Top of GIVEN INFORMATION

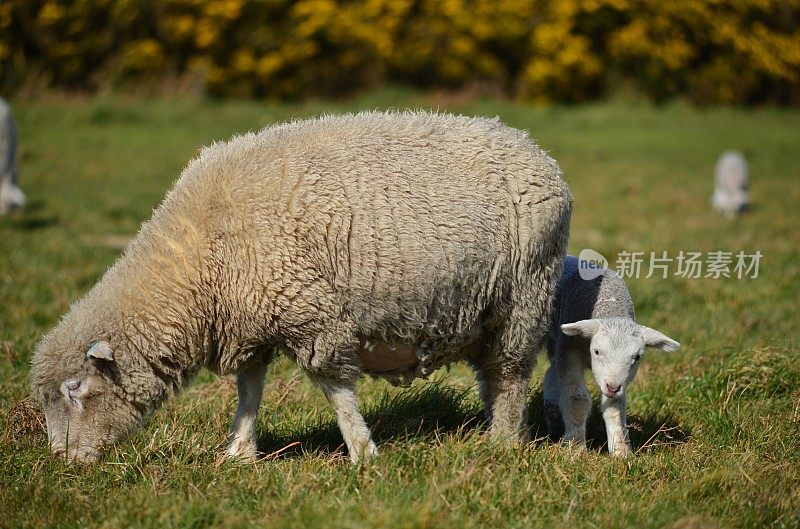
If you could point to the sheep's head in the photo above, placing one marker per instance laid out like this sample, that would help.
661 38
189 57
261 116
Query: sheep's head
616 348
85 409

Bottom of GIVEN INFORMATION
Top of GIVEN INFORMATION

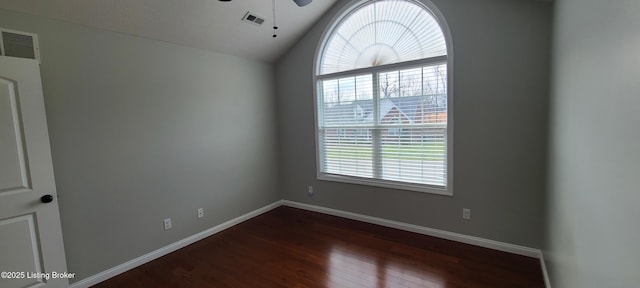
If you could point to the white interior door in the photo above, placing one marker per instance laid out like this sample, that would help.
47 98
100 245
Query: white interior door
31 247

Bottom of GIVEN INFORMATION

TASK DESCRIPTION: Count how many lines in the data contain the word "laid", giving the number without comment.

SOLVED PROBLEM: 2